ABOUT THIS TASK: The whole listing is to be written out again exactly; the pictures are not.

MATERIAL FOR THIS TASK:
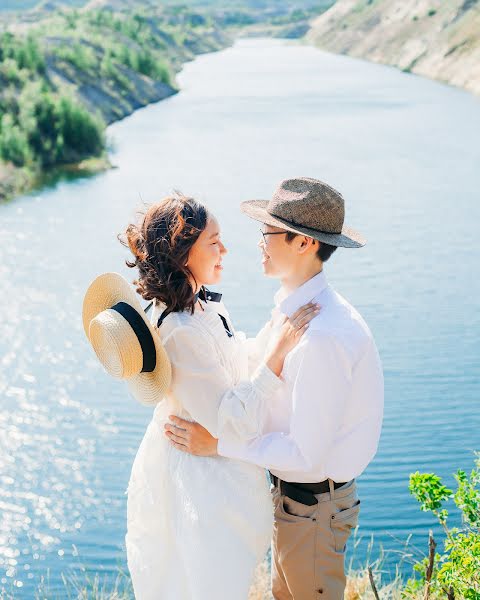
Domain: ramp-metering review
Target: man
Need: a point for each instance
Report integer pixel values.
(323, 424)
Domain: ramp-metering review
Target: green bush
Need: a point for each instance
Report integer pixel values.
(81, 56)
(25, 52)
(455, 573)
(14, 145)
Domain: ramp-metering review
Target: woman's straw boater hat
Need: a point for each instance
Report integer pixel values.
(308, 207)
(124, 340)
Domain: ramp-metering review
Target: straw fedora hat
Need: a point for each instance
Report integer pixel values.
(308, 207)
(124, 340)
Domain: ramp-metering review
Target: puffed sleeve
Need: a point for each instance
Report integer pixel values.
(205, 388)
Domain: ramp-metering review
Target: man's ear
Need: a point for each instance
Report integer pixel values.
(307, 244)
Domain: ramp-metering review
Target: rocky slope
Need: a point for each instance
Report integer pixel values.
(434, 38)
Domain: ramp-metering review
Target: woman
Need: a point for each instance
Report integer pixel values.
(197, 527)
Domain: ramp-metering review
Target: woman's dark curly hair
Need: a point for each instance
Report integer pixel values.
(160, 243)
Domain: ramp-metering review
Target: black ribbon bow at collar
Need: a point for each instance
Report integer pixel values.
(206, 296)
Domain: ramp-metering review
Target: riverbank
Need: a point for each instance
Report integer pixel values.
(65, 75)
(438, 40)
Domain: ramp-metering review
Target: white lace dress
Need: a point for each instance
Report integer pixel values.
(198, 526)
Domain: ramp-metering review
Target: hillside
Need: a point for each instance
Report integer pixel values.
(433, 38)
(65, 74)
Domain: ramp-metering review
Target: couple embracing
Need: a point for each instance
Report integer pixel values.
(302, 401)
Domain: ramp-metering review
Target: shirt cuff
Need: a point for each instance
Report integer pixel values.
(265, 380)
(229, 449)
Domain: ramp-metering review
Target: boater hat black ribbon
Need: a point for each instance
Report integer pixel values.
(142, 332)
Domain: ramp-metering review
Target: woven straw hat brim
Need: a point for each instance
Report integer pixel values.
(103, 293)
(257, 210)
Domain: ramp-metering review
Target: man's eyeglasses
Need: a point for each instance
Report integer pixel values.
(265, 233)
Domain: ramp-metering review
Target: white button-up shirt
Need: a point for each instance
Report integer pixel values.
(325, 420)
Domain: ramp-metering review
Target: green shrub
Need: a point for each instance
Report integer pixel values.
(81, 56)
(25, 52)
(14, 145)
(456, 572)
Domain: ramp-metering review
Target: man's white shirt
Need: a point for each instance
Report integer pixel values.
(324, 421)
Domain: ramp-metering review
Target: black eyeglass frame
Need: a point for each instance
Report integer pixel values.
(264, 233)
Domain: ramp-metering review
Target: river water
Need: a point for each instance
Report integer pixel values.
(403, 150)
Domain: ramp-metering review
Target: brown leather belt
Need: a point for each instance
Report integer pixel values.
(303, 492)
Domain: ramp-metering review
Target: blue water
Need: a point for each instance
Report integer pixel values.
(403, 150)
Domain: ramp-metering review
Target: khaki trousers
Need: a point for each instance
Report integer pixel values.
(309, 542)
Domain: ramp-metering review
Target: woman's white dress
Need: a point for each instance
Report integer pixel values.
(198, 526)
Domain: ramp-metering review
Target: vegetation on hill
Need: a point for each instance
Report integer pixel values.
(433, 38)
(66, 73)
(63, 79)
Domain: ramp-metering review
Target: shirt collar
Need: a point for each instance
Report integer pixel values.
(289, 303)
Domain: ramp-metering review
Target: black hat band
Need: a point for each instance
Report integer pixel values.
(142, 332)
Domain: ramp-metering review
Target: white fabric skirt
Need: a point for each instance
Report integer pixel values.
(196, 526)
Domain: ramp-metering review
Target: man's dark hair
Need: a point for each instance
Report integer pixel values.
(324, 251)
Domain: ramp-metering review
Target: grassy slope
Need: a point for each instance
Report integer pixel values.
(112, 63)
(434, 38)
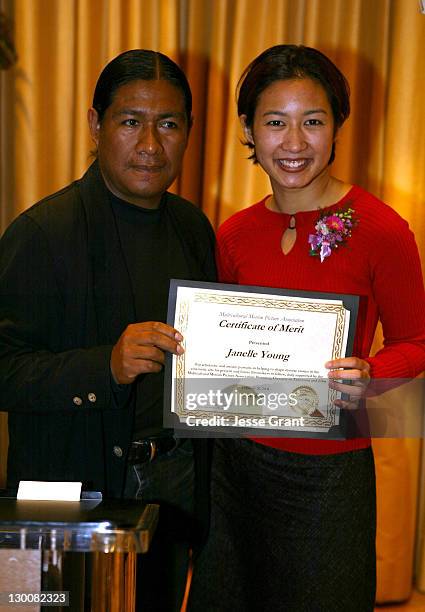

ANSWER SECTION:
Domain: ramp-metering review
Target: man
Need: a point for each instance
Report integer pixel values.
(323, 424)
Domain: ramp-metering review
Target: green bush
Need: a point for each instance
Report integer pixel values.
(81, 56)
(25, 52)
(455, 573)
(14, 145)
Domain: ramp-metering review
Target: woman's straw boater hat
Need: a point for each instance
Report integer pixel values.
(308, 207)
(124, 340)
Domain: ramp-metering review
Target: straw fedora hat
Need: a point for each instance
Report integer pixel values.
(308, 207)
(124, 340)
Domain: ramp-metering review
Target: puffed sleeve
Need: a point for each instance
Report integer pixel values.
(205, 388)
Domain: ramp-metering review
Target: man's ear
Need: a point for each instance
Report integer pixel values.
(307, 244)
Domain: ramp-metering review
Target: rocky slope
Need: a point for each instance
Report integer pixel values.
(434, 38)
Domain: ramp-metering review
Target: woman
Need: a point for each instance
Report integer pixel values.
(197, 527)
Domain: ramp-metering review
Target: woman's dark curly hair
Need: a point for each instance
Report integer pixel values.
(160, 243)
Domain: ramp-metering review
Target: black ribbon bow at collar
Need: a point for each instance
Report integer pixel values.
(206, 296)
Domain: ramp-metering review
Target: riverbank
Need: a point for each instance
Report integer pixel values.
(65, 75)
(438, 40)
Domain: ramp-metering review
Target: white lace dress
Need: a point for each instance
Report integer pixel values.
(198, 526)
Domain: ramp-metering review
Target: hillside
Need: a point for each instance
Report integer pixel values.
(433, 38)
(65, 74)
Domain: ramp-metering review
Target: couple embracing
Need: a point for each instance
Report integer pixel values.
(302, 401)
Domain: ramp-metering review
Target: shirt cuff
Need: a point for each instance
Report integer pixel values.
(265, 380)
(229, 449)
Domain: ramp-metering review
Target: boater hat black ribbon
Need: a point for each instance
Report integer pixel values.
(142, 332)
Domain: ramp-metering review
Target: woven straw hat brim
Need: a point for each instance
Report integer pixel values.
(103, 293)
(257, 210)
Domain: ramp-metering review
Target: man's eyeglasses
Need: a point for each instance
Report integer pixel values.
(265, 233)
Domain: ramp-metering review
Target: white button-up shirt
Need: a point for each instance
Report integer pixel values.
(325, 420)
Domain: ramp-metering review
Target: green shrub
Need: a point for each instance
Report integer pixel values.
(81, 56)
(25, 52)
(14, 145)
(456, 572)
Domain: ramp-metering review
Target: man's white shirt
Need: a point for each instance
Report integer pixel values.
(324, 421)
Domain: ramp-metering review
Target: black eyeglass frame
Need: a point for each instance
Report integer pixel values.
(264, 233)
Domain: ramp-metering review
Target: river water
Need: a point for each instance
Report integer pixel values.
(403, 150)
Domain: ramp-metering review
Target: brown leather belt
Need: a point for each instance
Report integer pixel values.
(303, 492)
Domain: ramp-metering review
Target: blue water
Need: a point for each instance
Report integer pixel values.
(403, 150)
Domain: ramp-metering review
Target: khaki trousers
Need: a point for each instance
Report integer pixel values.
(309, 542)
Domain: ramp-metering review
Target: woman's white dress
Need: a point for each instance
Report integer pixel values.
(198, 526)
Domain: ramp-metering review
Target: vegetation on hill
Need: a point for each instance
Report integer pixel values.
(433, 38)
(66, 73)
(63, 79)
Domain: ramp-metering review
Target: shirt collar
Need: a point for each instance
Report integer pixel values.
(289, 303)
Domain: ramp-metering review
Target: black hat band
Need: a point for each instance
Report integer pixel values.
(142, 332)
Domain: ramp-metering review
Target: white fabric skirt
Need: a point for each instance
Report integer pixel values.
(196, 526)
Domain: ramp-metering review
Target: man's dark hair
Need: a point for each instance
Report integer pixel values.
(324, 251)
Domain: ramp-metering review
Target: grassy slope
Need: a point for each instance
Report integer pixel values.
(112, 63)
(434, 38)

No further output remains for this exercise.